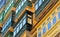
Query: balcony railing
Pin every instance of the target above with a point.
(24, 23)
(41, 7)
(7, 25)
(21, 7)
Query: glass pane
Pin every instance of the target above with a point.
(49, 25)
(39, 34)
(17, 29)
(54, 20)
(36, 6)
(59, 15)
(44, 30)
(20, 25)
(29, 21)
(24, 21)
(29, 16)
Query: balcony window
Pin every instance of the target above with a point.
(54, 20)
(36, 6)
(2, 2)
(49, 25)
(20, 25)
(24, 21)
(17, 29)
(20, 5)
(29, 21)
(9, 5)
(14, 33)
(44, 30)
(39, 34)
(7, 24)
(39, 2)
(59, 15)
(0, 17)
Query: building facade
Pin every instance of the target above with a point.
(30, 18)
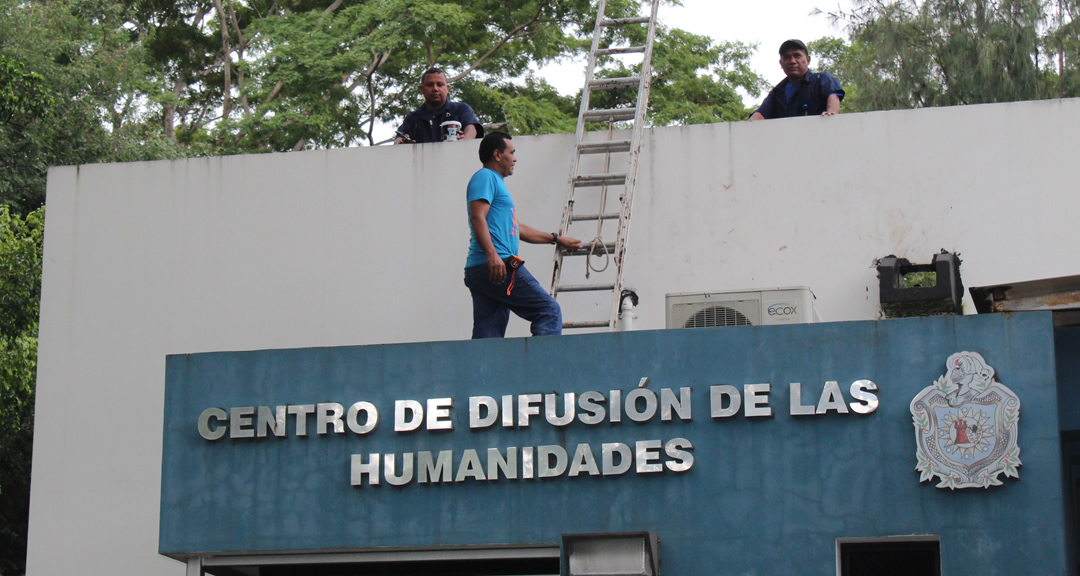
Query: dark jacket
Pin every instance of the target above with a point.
(810, 97)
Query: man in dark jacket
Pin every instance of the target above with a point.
(802, 93)
(426, 123)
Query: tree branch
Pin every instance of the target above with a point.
(500, 43)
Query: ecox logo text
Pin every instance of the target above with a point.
(783, 309)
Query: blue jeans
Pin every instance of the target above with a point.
(491, 305)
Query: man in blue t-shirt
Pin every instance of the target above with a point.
(498, 283)
(802, 92)
(426, 123)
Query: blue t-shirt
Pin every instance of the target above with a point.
(488, 185)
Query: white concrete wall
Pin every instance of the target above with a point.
(366, 245)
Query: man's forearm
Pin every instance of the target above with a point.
(832, 105)
(535, 237)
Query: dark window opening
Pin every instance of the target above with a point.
(537, 566)
(882, 558)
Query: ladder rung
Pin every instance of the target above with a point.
(586, 288)
(584, 251)
(594, 217)
(612, 83)
(622, 50)
(585, 324)
(610, 116)
(624, 22)
(601, 147)
(601, 179)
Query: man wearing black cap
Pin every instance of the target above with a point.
(802, 93)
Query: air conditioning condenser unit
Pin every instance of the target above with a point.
(763, 307)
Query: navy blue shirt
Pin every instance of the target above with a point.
(810, 97)
(424, 125)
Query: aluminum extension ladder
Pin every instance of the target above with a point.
(606, 143)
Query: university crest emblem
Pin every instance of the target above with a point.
(966, 426)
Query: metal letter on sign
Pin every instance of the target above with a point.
(966, 426)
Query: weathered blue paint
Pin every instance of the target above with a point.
(764, 496)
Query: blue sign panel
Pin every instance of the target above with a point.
(747, 450)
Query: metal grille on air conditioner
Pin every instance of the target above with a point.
(763, 307)
(717, 316)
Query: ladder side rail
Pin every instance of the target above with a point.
(635, 148)
(568, 209)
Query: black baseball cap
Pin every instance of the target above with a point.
(791, 44)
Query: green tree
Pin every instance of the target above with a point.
(915, 53)
(21, 250)
(80, 97)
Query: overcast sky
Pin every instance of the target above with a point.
(767, 23)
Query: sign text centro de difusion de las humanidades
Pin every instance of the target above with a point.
(640, 404)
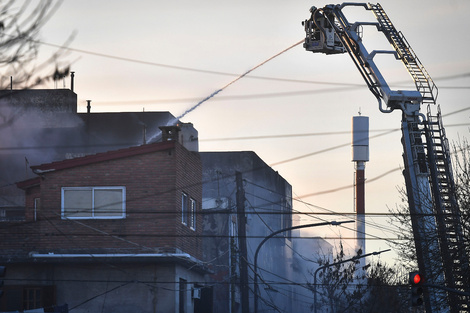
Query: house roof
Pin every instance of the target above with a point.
(105, 156)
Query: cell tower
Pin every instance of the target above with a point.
(360, 155)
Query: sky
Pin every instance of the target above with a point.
(294, 111)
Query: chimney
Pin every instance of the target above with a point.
(72, 75)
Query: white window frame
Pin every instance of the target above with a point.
(92, 189)
(185, 208)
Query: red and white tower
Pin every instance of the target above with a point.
(360, 155)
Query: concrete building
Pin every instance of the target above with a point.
(118, 231)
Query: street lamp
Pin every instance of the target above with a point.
(334, 223)
(337, 263)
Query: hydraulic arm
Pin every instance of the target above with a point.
(435, 215)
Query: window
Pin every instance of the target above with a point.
(183, 285)
(184, 209)
(32, 298)
(192, 214)
(188, 211)
(93, 202)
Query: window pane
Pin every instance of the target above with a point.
(108, 202)
(77, 203)
(184, 209)
(193, 214)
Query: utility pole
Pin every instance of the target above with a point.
(243, 255)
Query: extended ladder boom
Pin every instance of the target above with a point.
(435, 214)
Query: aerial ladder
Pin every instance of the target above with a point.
(435, 216)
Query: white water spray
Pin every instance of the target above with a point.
(173, 122)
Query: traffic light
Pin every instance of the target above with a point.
(416, 284)
(3, 270)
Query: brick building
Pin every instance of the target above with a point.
(117, 231)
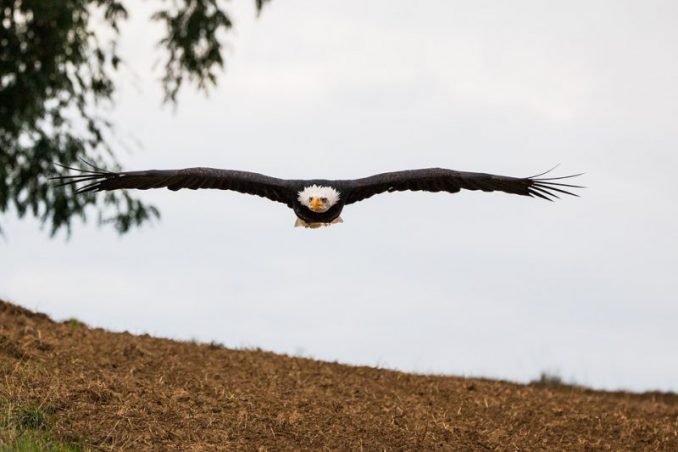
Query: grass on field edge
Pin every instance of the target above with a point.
(27, 429)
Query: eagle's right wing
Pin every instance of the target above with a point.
(451, 181)
(192, 178)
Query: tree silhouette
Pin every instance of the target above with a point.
(55, 75)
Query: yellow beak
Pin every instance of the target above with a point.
(317, 205)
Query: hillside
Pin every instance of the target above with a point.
(92, 388)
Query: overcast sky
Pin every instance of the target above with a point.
(477, 284)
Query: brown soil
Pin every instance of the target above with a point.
(119, 391)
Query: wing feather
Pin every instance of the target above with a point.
(192, 178)
(451, 181)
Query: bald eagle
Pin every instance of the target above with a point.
(317, 202)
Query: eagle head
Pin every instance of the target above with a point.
(317, 198)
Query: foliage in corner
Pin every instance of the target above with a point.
(56, 79)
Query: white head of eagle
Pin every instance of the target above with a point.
(317, 198)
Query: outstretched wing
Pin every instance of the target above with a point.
(191, 178)
(439, 179)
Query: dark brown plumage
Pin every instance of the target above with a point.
(289, 191)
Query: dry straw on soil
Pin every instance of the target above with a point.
(113, 391)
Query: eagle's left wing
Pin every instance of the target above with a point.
(192, 178)
(451, 181)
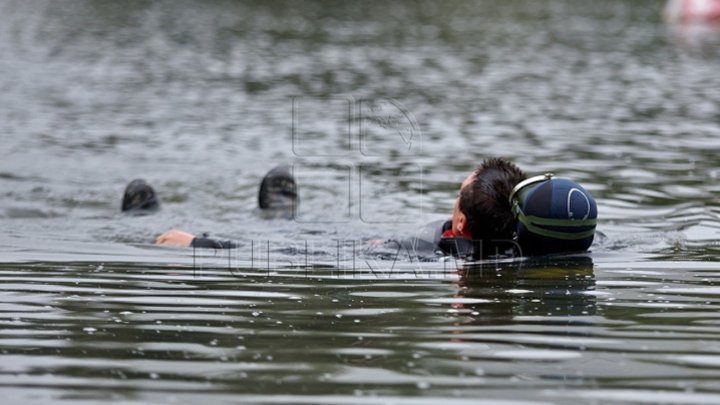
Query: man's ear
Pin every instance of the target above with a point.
(462, 224)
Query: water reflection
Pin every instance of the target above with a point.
(547, 289)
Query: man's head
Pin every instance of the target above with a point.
(482, 210)
(139, 197)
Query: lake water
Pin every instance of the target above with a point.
(382, 110)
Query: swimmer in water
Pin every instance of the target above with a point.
(498, 210)
(139, 198)
(277, 198)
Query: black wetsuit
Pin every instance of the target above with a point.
(432, 240)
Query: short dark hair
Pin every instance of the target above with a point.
(485, 201)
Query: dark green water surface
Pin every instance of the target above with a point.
(382, 110)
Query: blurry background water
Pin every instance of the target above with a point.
(382, 109)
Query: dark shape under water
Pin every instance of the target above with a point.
(140, 198)
(278, 190)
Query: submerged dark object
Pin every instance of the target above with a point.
(278, 190)
(139, 197)
(554, 215)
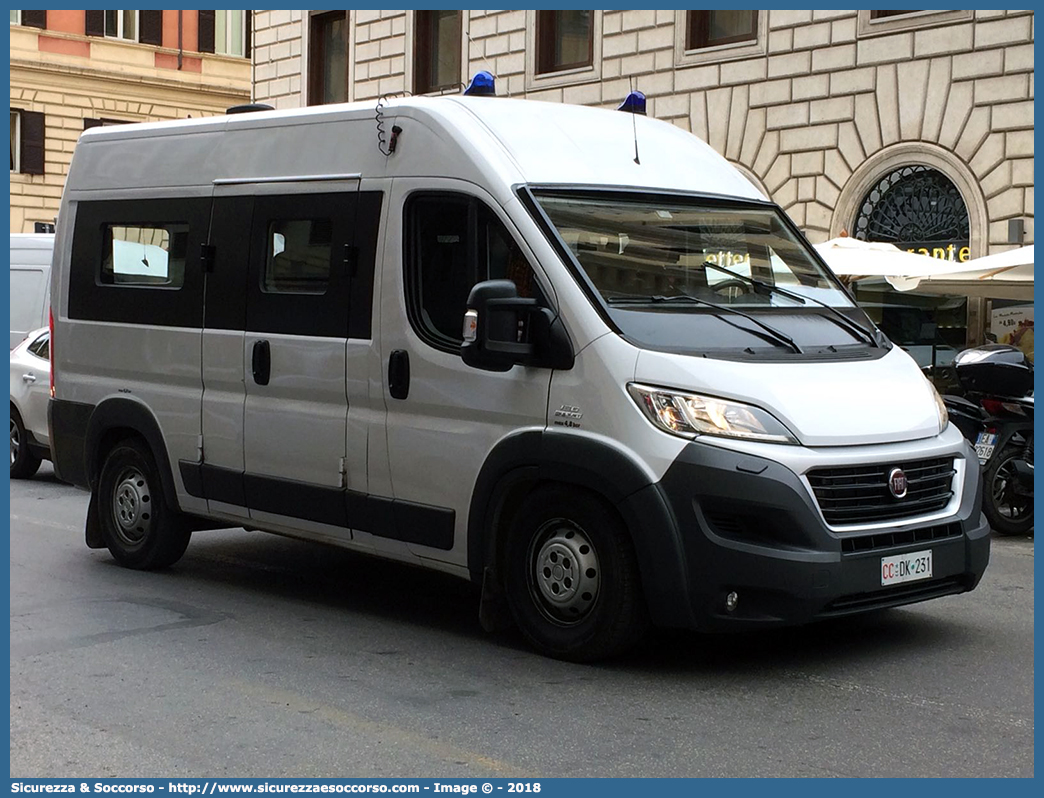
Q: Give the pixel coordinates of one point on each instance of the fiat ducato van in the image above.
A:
(30, 282)
(570, 354)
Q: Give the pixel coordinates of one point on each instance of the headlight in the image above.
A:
(944, 416)
(689, 415)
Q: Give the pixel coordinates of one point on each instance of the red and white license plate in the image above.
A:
(909, 567)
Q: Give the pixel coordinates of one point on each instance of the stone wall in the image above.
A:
(821, 107)
(77, 79)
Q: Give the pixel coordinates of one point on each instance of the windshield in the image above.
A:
(707, 277)
(658, 248)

————————

What you need to do: Update every one of the records above by replacing "Pin" with "Mark" throughout, with all other text unchanged. Write out the updated lines, omitting the pictures.

Exercise result:
Query: balcony railing
Mark every instance of the target above with a point.
(24, 23)
(41, 7)
(7, 25)
(21, 7)
Query: glass pane
Mark every instance of the target above with a point.
(49, 25)
(39, 34)
(17, 29)
(54, 20)
(36, 6)
(59, 15)
(44, 30)
(20, 25)
(29, 21)
(24, 21)
(29, 16)
Query: balcony window
Mark every instance of the target above with a point.
(54, 20)
(36, 6)
(2, 2)
(49, 25)
(20, 25)
(24, 21)
(17, 29)
(20, 5)
(29, 21)
(9, 5)
(14, 33)
(44, 30)
(39, 34)
(7, 24)
(39, 2)
(59, 15)
(0, 17)
Query: building facade
Mark every instance of the target above with a point.
(30, 18)
Query: dark jacket
Mark every instance of the target above with a point.
(810, 97)
Query: man in dark jacket
Mark every instance of the target above with a point.
(802, 93)
(426, 123)
Query: tree branch
Mark every instance of the target above with a point.
(500, 43)
Query: ecox logo text
Mark every instance of the target above with a point.
(783, 309)
Query: blue jeans
Mark every instance of the target above with a point.
(491, 305)
Query: man in blue t-shirt
Mark every instance of the target above with a point.
(498, 283)
(802, 92)
(426, 123)
Query: blue t-shirt
Mark every instance of the target above with a point.
(488, 185)
Query: white concrete wall
Mark every instance of the target above with a point.
(366, 245)
Query: man's forearm
Mark every instance of the target above with a point.
(832, 105)
(535, 237)
Query: dark window opening
Mark every instance of the target above with a point.
(537, 566)
(882, 558)
Query: ladder rung
Mark every instance of the target above with a point.
(586, 288)
(584, 251)
(594, 217)
(612, 83)
(622, 50)
(585, 324)
(610, 116)
(624, 22)
(601, 147)
(601, 179)
Query: man wearing black cap
Mark every instance of the target above with a point.
(802, 93)
Query: air conditioning condenser unit
Mark every instance of the target above with a point.
(763, 307)
Query: navy blue shirt
Mark every instance of the target above with a point.
(810, 97)
(424, 125)
Query: aluminum extension ladder
Mark every instance of the target above with a point.
(606, 143)
Query: university crest emblem
Mark every instance of the target above with a point.
(966, 426)
Query: metal letter on sign
Mark every instance of the target above with a point.
(966, 426)
Query: weathered blue paint
Mark every instance of the target above with a point.
(764, 496)
Query: blue sign panel
Mark every instance of the target above with a point.
(747, 450)
Query: metal grille on air conditioner
Mark every instance of the target above with a point.
(763, 307)
(717, 316)
Query: ladder side rail
Mark every instance of the target above with a point.
(635, 148)
(568, 209)
Query: black baseball cap
Mark every instance of the target above with a point.
(791, 44)
Query: green tree
Mark every instance of the target above with a point.
(915, 53)
(21, 250)
(80, 97)
Query: overcast sky
Mark every instance of the target above with a point.
(767, 23)
Query: sign text centro de difusion de las humanidades
Mark every instance of the target above with a point.
(640, 404)
Query: house roof
Mark every instance of the target above with a point.
(105, 156)
Query: cell tower
Mark every instance of the target above with a point.
(360, 155)
Query: sky
Mark every instance of the target above with a point.
(294, 111)
Query: chimney
Mark every instance of the target above with a point.
(72, 75)
Query: white window frame
Mark every instance of the target above with a point.
(92, 189)
(185, 208)
Query: red and white tower
Mark every instance of the target above with a point.
(360, 155)
Query: concrete building
Mark every instance of the target above with a point.
(118, 231)
Query: street lamp
Mark every instance of the target above with a point.
(334, 223)
(337, 263)
Query: hydraulic arm
Mark every instance of the target above with a point.
(435, 215)
Query: window
Mark every instance of the target above with a point.
(183, 285)
(184, 209)
(32, 298)
(192, 214)
(188, 211)
(93, 202)
Query: window pane
Mark every instance of the target above with a point.
(108, 202)
(77, 203)
(184, 209)
(193, 214)
Query: utility pole
Mark every instance of the target above with a point.
(243, 255)
Query: extended ladder boom
Mark every instance of the target above with a point.
(435, 214)
Query: aerial ladder
Mark every instance of the target above with a point.
(435, 216)
Query: white water spray
Mark every instance of the target above with a point.
(173, 122)
Query: traffic light
Mark every instance of the target above with a point.
(416, 284)
(3, 270)
Query: brick building
Mark every instance of the target above with a point.
(117, 231)
Query: grass on field edge
Mark every instance of the target above with a point.
(27, 429)
Query: eagle's right wing
Mark every instance of the target above with a point.
(451, 181)
(192, 178)
Query: tree silhouette
Mark every instance of the target above with a point.
(55, 75)
Query: yellow beak
Mark every instance of the target above with a point.
(317, 205)
Query: hillside
Mark every instance of the target above with a point.
(92, 388)
Query: overcast sky
Mark every instance of the target above with a point.
(477, 284)
Query: brown soil
Mark every instance of the target above with a point.
(119, 391)
Query: wing feather
Mark every instance of the target above with a point.
(192, 178)
(451, 181)
Query: bald eagle
Mark every instance of the target above with a point.
(317, 202)
Query: eagle head
Mark every instance of the target above with a point.
(317, 198)
Query: foliage in corner
Mark every instance of the target above with a point.
(56, 79)
Query: white head of eagle
Mark every instance of the target above with a point.
(317, 198)
Query: outstretched wing
Mark every instance of the target above with a point.
(191, 178)
(439, 179)
Query: dark brown plumage
Mark every instance of the target above with a point.
(289, 191)
Query: dry straw on soil
Mark every instance of the target above with a point.
(113, 391)
Query: eagle's left wing
Mark every instance of the target above with a point.
(192, 178)
(451, 181)
Query: man's ear
Mark every instance of the target above with a point.
(462, 224)
Query: water reflection
Mark every instance of the target above with a point.
(547, 289)
Query: man's head
Mark every instance of the target above with a point.
(482, 210)
(139, 197)
Query: lake water
Mark every instance of the target above with a point.
(382, 110)
Query: swimmer in water
Mark every instance of the target above with a point.
(498, 210)
(139, 198)
(277, 198)
Query: black wetsuit
Mark every instance of the target above with a point.
(432, 240)
Query: short dark hair
Mark every instance of the target above with a point.
(485, 201)
Query: dark green water surface
Mark every instance of the target above with a point.
(382, 110)
Query: blurry background water
Mark every instance of the target above with a point.
(382, 109)
Query: dark shape under water
Mark every instance of the target above with a point.
(140, 198)
(278, 190)
Query: submerged dark object
Mark every instance of the target above with a point.
(278, 190)
(139, 197)
(554, 215)
Q: Give the pixel coordinates of one point on each instance of the fiat ducato van in the image above.
A:
(30, 282)
(570, 354)
Q: Give the pixel coordinates of one point on each instance of the headlight in the image above.
A:
(944, 416)
(689, 415)
Q: Give the pixel coordinates of one point on each instance of the red and white license plate in the image above.
A:
(909, 567)
Q: Give the pixel coordinates of one point on each instance of the stone wall in the image above.
A:
(821, 107)
(77, 79)
Q: Give the pixel coordinates of one point on each instance of the windshield in the image above.
A:
(707, 277)
(658, 248)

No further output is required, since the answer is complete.